>> START

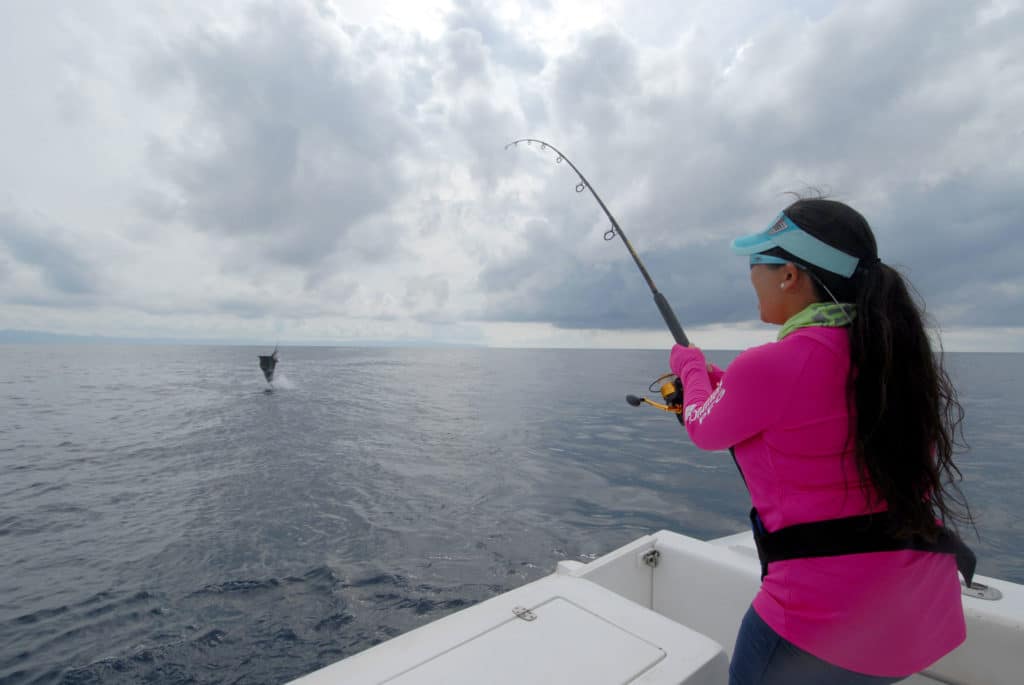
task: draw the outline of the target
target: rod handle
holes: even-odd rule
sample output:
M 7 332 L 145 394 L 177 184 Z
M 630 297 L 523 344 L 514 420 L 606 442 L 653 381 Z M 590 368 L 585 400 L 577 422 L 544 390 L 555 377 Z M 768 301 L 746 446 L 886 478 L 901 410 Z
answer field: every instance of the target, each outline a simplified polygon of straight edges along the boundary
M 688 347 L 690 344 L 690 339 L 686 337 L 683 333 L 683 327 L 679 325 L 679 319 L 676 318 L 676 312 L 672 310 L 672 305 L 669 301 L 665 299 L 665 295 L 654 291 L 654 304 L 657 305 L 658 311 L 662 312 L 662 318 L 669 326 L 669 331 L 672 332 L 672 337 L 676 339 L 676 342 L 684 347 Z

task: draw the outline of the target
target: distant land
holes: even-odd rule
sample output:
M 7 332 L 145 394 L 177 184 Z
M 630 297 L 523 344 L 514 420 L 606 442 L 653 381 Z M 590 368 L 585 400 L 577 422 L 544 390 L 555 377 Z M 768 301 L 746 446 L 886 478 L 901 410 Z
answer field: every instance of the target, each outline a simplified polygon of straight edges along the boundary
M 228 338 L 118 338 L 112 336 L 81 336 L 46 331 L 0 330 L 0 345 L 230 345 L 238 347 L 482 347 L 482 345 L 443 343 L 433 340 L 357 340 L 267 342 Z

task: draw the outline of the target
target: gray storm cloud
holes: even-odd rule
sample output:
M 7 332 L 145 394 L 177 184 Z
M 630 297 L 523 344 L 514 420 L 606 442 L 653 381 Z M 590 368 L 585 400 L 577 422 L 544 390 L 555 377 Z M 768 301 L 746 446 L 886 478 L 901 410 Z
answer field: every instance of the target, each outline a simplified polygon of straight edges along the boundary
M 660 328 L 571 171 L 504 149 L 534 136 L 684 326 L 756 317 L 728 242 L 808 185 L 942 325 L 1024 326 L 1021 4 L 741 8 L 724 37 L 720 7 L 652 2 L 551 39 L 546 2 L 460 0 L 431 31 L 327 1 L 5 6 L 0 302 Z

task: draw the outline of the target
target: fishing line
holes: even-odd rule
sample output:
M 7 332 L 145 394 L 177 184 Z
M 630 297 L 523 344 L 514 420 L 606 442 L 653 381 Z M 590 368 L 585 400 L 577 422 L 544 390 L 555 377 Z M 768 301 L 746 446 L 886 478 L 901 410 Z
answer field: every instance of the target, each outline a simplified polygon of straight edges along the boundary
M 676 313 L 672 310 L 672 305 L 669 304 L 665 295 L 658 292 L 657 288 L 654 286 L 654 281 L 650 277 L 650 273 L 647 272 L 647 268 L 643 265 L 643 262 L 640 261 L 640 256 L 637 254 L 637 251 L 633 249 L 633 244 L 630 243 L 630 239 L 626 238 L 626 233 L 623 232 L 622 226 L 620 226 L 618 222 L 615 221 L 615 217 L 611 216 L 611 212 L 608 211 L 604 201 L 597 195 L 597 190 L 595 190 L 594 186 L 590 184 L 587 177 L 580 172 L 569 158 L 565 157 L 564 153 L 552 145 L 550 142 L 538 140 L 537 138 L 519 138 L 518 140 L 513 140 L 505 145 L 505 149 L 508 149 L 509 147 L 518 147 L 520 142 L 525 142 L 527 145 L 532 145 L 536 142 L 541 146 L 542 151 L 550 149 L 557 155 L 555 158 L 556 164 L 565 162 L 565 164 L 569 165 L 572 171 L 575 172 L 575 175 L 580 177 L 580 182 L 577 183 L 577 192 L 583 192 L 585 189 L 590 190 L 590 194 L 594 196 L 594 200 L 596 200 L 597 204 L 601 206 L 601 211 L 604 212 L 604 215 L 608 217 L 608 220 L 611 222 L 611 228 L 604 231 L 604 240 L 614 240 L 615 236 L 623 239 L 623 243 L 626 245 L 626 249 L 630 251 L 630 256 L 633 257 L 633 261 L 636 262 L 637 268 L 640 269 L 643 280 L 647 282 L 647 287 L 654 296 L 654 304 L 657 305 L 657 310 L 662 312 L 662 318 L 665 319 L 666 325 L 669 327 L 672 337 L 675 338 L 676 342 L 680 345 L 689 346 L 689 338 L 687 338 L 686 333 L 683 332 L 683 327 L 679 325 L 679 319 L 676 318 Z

>> END

| EXERCISE DIRECTIONS |
Write out every line of the entries above word for word, leaving out the pictures.

| THE OUTPUT |
task: draw the outline of the target
target: rod handle
holes: even-odd rule
sample output:
M 7 332 L 145 394 L 177 184 Z
M 630 297 L 523 344 L 514 420 L 606 442 L 653 381 Z M 590 368 L 585 400 L 577 422 L 544 390 L 555 377 Z M 768 301 L 746 446 L 886 478 L 901 410 Z
answer field: every instance of the target, each outline a simplified polygon of straight edges along the boundary
M 688 347 L 690 344 L 690 339 L 686 337 L 683 333 L 683 327 L 679 325 L 679 319 L 676 318 L 676 312 L 672 310 L 672 305 L 669 301 L 665 299 L 665 295 L 654 291 L 654 304 L 657 305 L 658 311 L 662 312 L 662 318 L 669 326 L 669 331 L 672 332 L 672 337 L 676 339 L 676 342 L 684 347 Z

task: draw the outline of the target
target: distant land
holes: even-odd rule
sample output:
M 7 332 L 145 394 L 177 184 Z
M 630 297 L 523 344 L 514 420 L 606 442 L 653 381 Z M 590 368 L 585 400 L 577 422 L 544 390 L 555 377 Z M 768 301 L 746 446 L 886 478 L 901 410 Z
answer field: every instance of the target, each outline a simplified polygon of straight edges along the boundary
M 228 338 L 118 338 L 112 336 L 81 336 L 46 331 L 0 330 L 0 345 L 230 345 L 238 347 L 482 347 L 482 345 L 443 343 L 433 340 L 357 340 L 267 342 Z

task: draw the outline of the target
target: gray storm cloud
holes: even-odd rule
sample output:
M 7 332 L 145 394 L 177 184 Z
M 630 297 L 523 344 L 514 420 L 606 442 L 653 381 Z M 590 368 L 585 400 L 577 422 L 544 390 L 555 377 Z M 768 301 L 746 446 L 886 478 L 901 410 Z
answer field: every instance of the target, each outline a simplified polygon of straight edges along the boundary
M 660 328 L 571 171 L 504 149 L 534 136 L 684 326 L 756 317 L 728 242 L 808 185 L 942 325 L 1024 326 L 1021 4 L 741 8 L 724 37 L 720 7 L 652 2 L 551 39 L 546 2 L 460 0 L 431 31 L 327 1 L 5 6 L 0 302 Z

task: draw the outline of the target
target: fishing line
holes: even-odd rule
sample output:
M 7 332 L 145 394 L 177 184 Z
M 630 297 L 523 344 L 514 420 L 606 442 L 653 381 Z M 590 368 L 585 400 L 577 422 L 544 390 L 555 377 Z M 768 301 L 746 446 L 886 478 L 901 410 Z
answer field: every instance of the target, each outline a simplified polygon of straight edges along the boundary
M 676 313 L 672 310 L 672 305 L 669 304 L 665 295 L 658 292 L 657 288 L 654 286 L 654 281 L 650 277 L 650 273 L 647 272 L 647 268 L 643 265 L 643 262 L 640 261 L 640 256 L 637 254 L 637 251 L 633 249 L 633 244 L 630 243 L 630 239 L 626 238 L 626 233 L 623 232 L 622 226 L 620 226 L 618 222 L 615 221 L 615 217 L 611 216 L 611 212 L 608 211 L 604 201 L 597 195 L 597 190 L 595 190 L 594 186 L 590 184 L 587 177 L 580 172 L 569 158 L 565 157 L 564 153 L 552 145 L 550 142 L 538 140 L 537 138 L 519 138 L 518 140 L 513 140 L 505 145 L 505 149 L 508 149 L 509 147 L 518 147 L 520 142 L 525 142 L 527 145 L 532 145 L 536 142 L 541 146 L 542 151 L 550 149 L 557 155 L 555 158 L 556 164 L 565 162 L 565 164 L 569 165 L 572 171 L 575 172 L 575 175 L 580 177 L 580 182 L 577 183 L 577 192 L 583 192 L 585 189 L 590 190 L 590 194 L 594 196 L 594 200 L 596 200 L 597 204 L 601 206 L 601 211 L 604 212 L 604 215 L 608 217 L 608 220 L 611 222 L 611 228 L 604 231 L 604 240 L 614 240 L 615 236 L 623 239 L 623 243 L 626 245 L 626 249 L 630 251 L 630 256 L 633 257 L 633 261 L 636 262 L 637 268 L 640 269 L 643 280 L 647 282 L 647 287 L 654 296 L 654 304 L 657 305 L 657 310 L 662 312 L 662 318 L 665 319 L 666 325 L 669 327 L 672 337 L 675 338 L 676 342 L 680 345 L 689 346 L 689 338 L 687 338 L 686 333 L 683 332 L 683 327 L 679 325 L 679 319 L 676 318 Z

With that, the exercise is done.